Problem to solve
Pull out each line of the items below that contains the string "circle". Case counts.

-- start Task material --

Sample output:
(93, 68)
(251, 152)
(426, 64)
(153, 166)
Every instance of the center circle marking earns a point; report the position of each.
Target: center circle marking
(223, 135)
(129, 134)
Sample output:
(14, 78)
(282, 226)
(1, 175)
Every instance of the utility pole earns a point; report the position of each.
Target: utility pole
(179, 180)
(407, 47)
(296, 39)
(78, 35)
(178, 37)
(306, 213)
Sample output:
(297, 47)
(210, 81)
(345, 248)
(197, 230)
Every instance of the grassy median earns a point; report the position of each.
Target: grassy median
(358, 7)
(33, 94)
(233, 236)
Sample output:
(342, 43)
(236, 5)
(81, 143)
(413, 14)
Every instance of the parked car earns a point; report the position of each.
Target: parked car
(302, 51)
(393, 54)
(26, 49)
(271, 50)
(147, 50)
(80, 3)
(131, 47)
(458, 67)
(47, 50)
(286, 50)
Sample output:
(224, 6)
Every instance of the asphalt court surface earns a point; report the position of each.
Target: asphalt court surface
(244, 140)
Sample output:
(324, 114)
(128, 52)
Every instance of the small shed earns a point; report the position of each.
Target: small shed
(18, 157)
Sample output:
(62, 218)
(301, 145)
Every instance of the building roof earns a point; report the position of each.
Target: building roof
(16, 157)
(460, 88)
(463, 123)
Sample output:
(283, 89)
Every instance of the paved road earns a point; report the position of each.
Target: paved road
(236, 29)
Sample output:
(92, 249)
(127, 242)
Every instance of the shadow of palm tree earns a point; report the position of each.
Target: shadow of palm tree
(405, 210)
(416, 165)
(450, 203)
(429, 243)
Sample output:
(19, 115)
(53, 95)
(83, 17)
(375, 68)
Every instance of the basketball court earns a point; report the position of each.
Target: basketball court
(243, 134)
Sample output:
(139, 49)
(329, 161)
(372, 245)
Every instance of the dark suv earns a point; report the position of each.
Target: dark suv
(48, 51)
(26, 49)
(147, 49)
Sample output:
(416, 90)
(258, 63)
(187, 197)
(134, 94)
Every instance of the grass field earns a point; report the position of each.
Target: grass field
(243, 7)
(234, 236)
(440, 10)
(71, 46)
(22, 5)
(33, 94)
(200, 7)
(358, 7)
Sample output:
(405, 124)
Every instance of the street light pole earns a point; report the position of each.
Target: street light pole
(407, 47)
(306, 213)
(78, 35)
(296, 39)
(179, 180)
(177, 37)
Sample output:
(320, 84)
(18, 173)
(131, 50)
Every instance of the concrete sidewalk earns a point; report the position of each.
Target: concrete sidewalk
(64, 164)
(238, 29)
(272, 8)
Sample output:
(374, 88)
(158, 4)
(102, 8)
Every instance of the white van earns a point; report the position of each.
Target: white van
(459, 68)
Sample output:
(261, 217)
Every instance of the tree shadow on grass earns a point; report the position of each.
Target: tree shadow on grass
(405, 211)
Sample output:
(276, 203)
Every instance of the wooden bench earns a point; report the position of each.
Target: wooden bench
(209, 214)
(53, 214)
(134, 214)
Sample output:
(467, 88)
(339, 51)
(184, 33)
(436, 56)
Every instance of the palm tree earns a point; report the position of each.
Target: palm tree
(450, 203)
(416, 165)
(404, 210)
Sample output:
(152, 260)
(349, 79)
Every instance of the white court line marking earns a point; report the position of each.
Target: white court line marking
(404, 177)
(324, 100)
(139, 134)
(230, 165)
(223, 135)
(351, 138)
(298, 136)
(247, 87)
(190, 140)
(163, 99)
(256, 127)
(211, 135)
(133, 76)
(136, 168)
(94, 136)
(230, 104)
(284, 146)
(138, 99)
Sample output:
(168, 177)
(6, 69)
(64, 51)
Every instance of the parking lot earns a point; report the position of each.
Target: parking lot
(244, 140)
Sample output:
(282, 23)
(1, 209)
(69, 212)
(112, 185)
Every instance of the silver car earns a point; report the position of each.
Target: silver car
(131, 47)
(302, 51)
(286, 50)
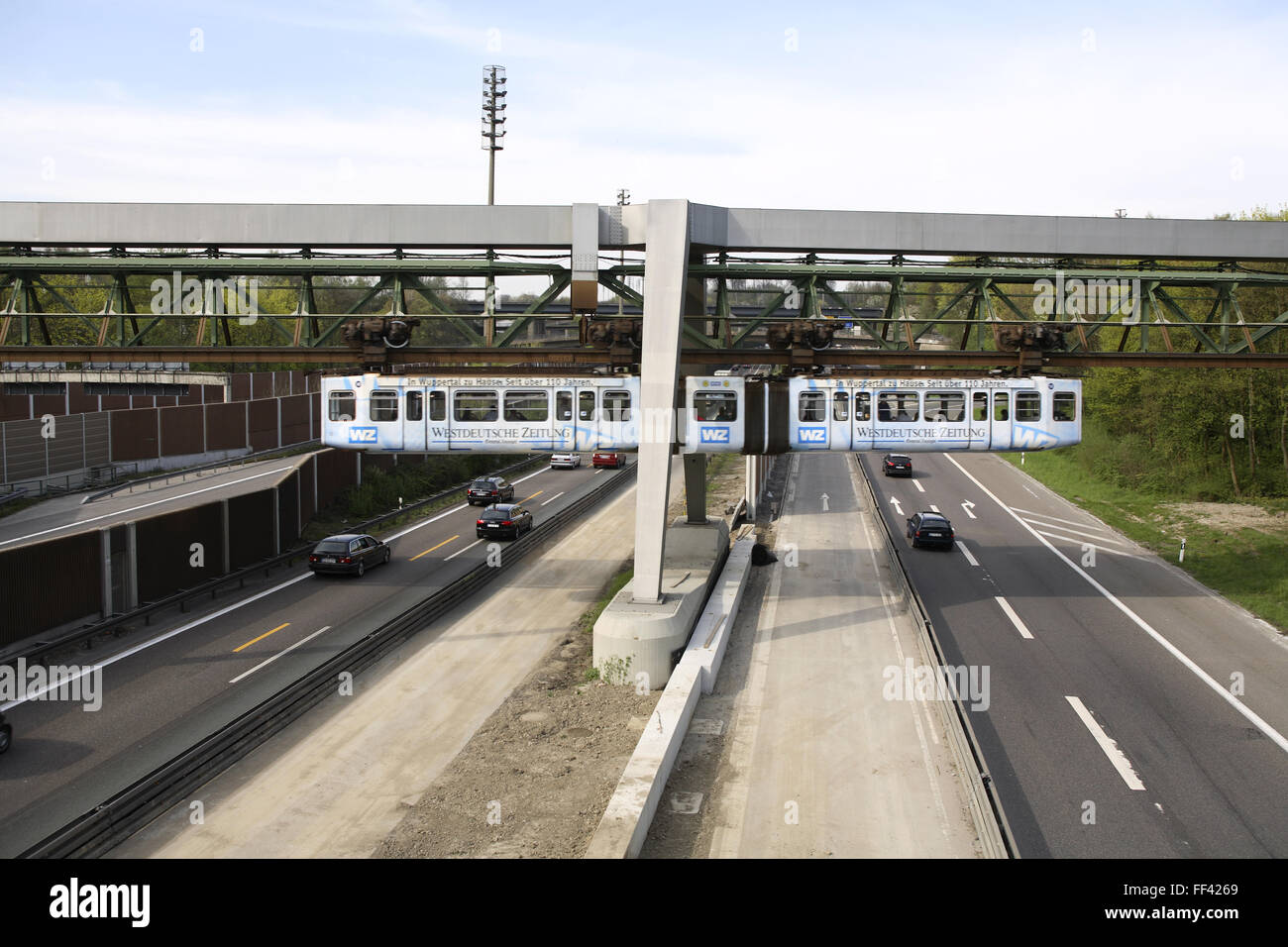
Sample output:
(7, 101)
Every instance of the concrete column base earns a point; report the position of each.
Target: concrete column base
(638, 638)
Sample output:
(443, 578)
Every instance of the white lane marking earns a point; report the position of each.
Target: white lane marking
(1098, 538)
(1248, 714)
(1070, 522)
(263, 664)
(1099, 544)
(143, 646)
(463, 551)
(143, 506)
(447, 513)
(1016, 618)
(1116, 757)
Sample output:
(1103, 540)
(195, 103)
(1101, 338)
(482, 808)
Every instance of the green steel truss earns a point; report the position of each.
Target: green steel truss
(301, 300)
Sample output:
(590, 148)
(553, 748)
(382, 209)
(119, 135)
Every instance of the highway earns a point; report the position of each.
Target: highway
(183, 682)
(1111, 728)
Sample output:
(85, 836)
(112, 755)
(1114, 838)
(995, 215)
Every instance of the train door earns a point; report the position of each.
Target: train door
(1000, 428)
(438, 432)
(861, 440)
(840, 423)
(810, 427)
(413, 420)
(382, 410)
(898, 421)
(588, 420)
(978, 421)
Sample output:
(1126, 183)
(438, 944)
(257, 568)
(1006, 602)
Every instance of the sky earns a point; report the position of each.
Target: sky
(1082, 108)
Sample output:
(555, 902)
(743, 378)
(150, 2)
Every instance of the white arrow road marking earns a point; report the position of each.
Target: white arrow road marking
(1116, 757)
(1016, 618)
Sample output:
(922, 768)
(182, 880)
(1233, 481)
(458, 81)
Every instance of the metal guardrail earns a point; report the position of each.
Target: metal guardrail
(213, 466)
(115, 819)
(982, 783)
(115, 624)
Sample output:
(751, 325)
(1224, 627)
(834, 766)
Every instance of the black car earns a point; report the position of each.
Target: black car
(897, 464)
(488, 489)
(349, 552)
(503, 519)
(928, 528)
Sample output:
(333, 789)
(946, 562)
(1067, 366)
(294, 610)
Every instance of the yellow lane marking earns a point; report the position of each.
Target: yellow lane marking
(433, 548)
(262, 637)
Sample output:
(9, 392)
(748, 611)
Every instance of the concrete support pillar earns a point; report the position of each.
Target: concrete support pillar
(666, 241)
(130, 574)
(696, 487)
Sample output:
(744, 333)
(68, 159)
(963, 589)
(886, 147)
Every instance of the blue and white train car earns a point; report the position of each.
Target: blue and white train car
(419, 414)
(902, 415)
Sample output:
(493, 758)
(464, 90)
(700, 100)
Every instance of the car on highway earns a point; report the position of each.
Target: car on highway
(930, 528)
(503, 519)
(348, 553)
(489, 489)
(897, 464)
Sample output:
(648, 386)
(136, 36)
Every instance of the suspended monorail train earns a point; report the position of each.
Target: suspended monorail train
(419, 414)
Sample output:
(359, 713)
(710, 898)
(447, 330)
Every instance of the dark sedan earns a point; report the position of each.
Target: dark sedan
(503, 521)
(930, 528)
(351, 553)
(897, 464)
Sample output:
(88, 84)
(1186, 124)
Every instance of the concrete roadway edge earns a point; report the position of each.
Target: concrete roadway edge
(629, 815)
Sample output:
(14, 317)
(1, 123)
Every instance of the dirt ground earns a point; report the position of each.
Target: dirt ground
(535, 780)
(1232, 515)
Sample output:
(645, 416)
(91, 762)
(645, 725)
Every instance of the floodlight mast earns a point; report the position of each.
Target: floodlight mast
(493, 116)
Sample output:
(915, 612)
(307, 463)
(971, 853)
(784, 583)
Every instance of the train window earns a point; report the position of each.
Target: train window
(898, 406)
(1064, 407)
(340, 406)
(384, 406)
(715, 406)
(979, 412)
(475, 406)
(945, 406)
(862, 406)
(812, 406)
(527, 406)
(841, 406)
(1001, 406)
(617, 406)
(1028, 406)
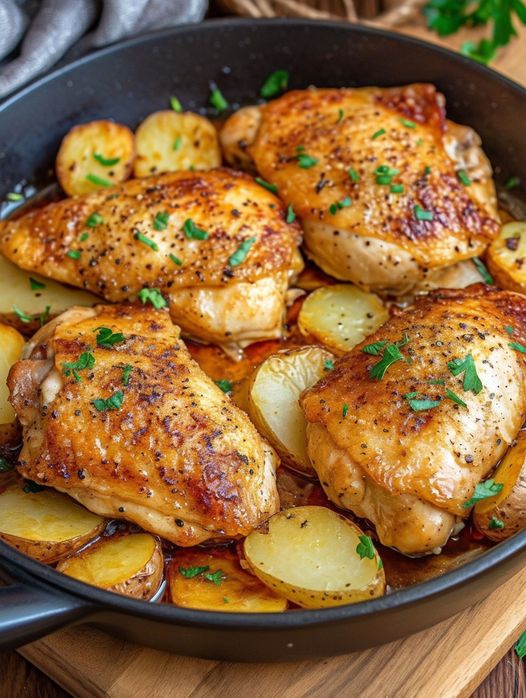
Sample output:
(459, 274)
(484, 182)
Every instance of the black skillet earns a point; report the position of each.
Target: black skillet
(127, 82)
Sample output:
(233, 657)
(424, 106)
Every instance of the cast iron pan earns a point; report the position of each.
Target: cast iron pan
(129, 81)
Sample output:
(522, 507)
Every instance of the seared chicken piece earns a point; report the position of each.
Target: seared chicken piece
(215, 243)
(402, 431)
(132, 428)
(384, 186)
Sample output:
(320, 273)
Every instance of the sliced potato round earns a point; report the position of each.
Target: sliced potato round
(11, 344)
(273, 400)
(44, 524)
(236, 136)
(168, 142)
(31, 298)
(504, 514)
(130, 564)
(341, 316)
(315, 558)
(506, 257)
(94, 156)
(213, 580)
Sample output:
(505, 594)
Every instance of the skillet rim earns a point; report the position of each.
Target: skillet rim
(168, 613)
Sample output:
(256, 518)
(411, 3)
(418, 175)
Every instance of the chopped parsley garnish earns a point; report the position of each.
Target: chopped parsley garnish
(152, 296)
(463, 177)
(14, 196)
(192, 232)
(495, 524)
(5, 465)
(365, 548)
(35, 284)
(126, 371)
(291, 215)
(338, 205)
(482, 491)
(217, 99)
(274, 84)
(160, 222)
(512, 182)
(146, 240)
(85, 361)
(467, 367)
(482, 270)
(106, 338)
(517, 347)
(262, 183)
(106, 162)
(114, 402)
(176, 104)
(420, 404)
(176, 260)
(224, 384)
(241, 253)
(453, 396)
(421, 214)
(94, 220)
(99, 181)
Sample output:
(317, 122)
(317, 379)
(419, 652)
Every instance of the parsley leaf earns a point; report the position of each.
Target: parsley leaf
(467, 367)
(482, 491)
(365, 548)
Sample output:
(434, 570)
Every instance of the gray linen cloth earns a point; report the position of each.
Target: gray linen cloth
(35, 34)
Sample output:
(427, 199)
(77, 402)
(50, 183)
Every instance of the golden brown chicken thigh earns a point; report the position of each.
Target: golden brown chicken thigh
(411, 419)
(215, 243)
(385, 188)
(123, 420)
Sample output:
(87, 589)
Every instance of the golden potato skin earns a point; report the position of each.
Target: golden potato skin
(377, 240)
(509, 506)
(506, 257)
(76, 160)
(167, 142)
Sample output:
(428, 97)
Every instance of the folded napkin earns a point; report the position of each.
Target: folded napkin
(35, 34)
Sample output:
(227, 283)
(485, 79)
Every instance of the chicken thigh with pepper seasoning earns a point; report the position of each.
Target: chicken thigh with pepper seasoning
(215, 243)
(409, 422)
(118, 415)
(385, 187)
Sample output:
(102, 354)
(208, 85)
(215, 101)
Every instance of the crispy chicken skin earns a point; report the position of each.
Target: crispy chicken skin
(411, 472)
(177, 457)
(377, 241)
(129, 246)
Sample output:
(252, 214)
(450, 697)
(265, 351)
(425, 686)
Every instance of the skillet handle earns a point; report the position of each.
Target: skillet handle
(29, 610)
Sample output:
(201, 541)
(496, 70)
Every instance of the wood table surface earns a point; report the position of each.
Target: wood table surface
(19, 679)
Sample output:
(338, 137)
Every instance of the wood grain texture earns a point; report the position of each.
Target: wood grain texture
(450, 660)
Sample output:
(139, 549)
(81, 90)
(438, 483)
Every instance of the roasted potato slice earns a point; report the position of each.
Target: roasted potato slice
(131, 564)
(168, 142)
(25, 297)
(93, 156)
(237, 134)
(315, 558)
(213, 580)
(273, 400)
(506, 257)
(504, 514)
(44, 524)
(341, 316)
(11, 344)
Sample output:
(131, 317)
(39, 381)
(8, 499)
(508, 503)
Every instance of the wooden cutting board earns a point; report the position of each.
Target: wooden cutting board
(447, 661)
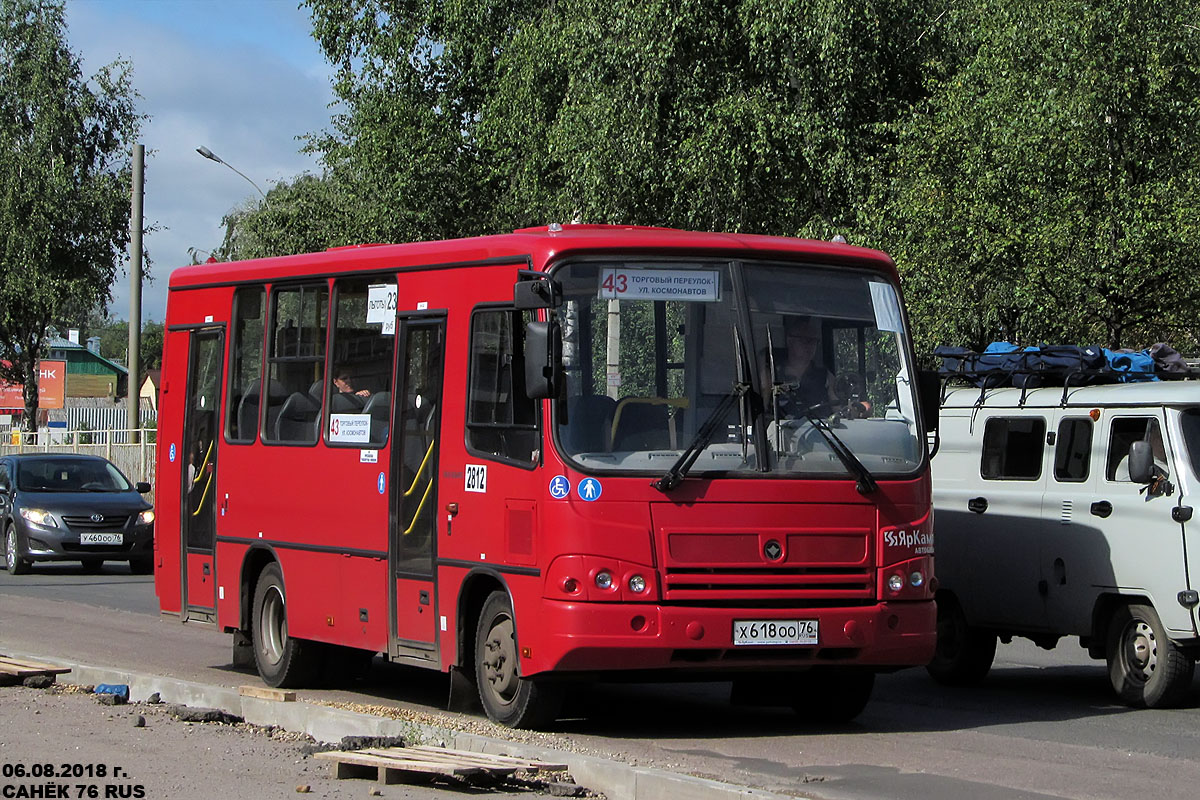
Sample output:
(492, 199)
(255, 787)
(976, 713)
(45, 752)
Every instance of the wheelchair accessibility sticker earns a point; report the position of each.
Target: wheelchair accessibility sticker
(559, 487)
(589, 489)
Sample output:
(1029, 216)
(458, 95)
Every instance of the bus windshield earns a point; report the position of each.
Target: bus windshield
(815, 356)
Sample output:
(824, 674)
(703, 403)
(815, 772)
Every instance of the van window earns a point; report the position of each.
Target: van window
(1073, 450)
(1127, 429)
(1012, 449)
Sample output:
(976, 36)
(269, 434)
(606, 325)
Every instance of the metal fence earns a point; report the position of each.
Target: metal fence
(132, 451)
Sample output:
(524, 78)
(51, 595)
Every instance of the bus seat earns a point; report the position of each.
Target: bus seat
(589, 422)
(298, 419)
(646, 423)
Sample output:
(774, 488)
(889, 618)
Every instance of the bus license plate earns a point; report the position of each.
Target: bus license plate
(774, 631)
(101, 539)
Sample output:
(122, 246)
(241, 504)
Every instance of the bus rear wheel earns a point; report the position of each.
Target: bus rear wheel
(509, 698)
(1145, 666)
(282, 661)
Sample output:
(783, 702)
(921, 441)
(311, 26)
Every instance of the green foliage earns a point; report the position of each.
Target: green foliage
(64, 182)
(1032, 167)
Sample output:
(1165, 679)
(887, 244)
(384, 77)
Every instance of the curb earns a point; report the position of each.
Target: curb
(616, 780)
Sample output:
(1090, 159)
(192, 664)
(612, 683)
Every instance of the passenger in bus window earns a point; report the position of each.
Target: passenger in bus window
(345, 384)
(802, 383)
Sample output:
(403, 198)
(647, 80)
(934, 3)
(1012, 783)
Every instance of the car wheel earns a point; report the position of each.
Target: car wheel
(282, 661)
(509, 698)
(15, 561)
(1145, 666)
(964, 654)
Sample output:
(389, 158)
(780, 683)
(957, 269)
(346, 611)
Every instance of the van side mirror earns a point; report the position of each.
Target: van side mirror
(543, 359)
(1141, 462)
(929, 392)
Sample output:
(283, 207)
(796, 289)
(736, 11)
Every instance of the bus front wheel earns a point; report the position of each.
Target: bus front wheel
(509, 698)
(282, 661)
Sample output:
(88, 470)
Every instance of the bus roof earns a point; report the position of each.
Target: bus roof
(537, 246)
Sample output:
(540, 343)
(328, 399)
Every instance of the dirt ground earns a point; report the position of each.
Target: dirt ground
(139, 750)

-- end Task material --

Final result
Every instance of the center circle marking earns a point; report the position of each.
Target: center circle marking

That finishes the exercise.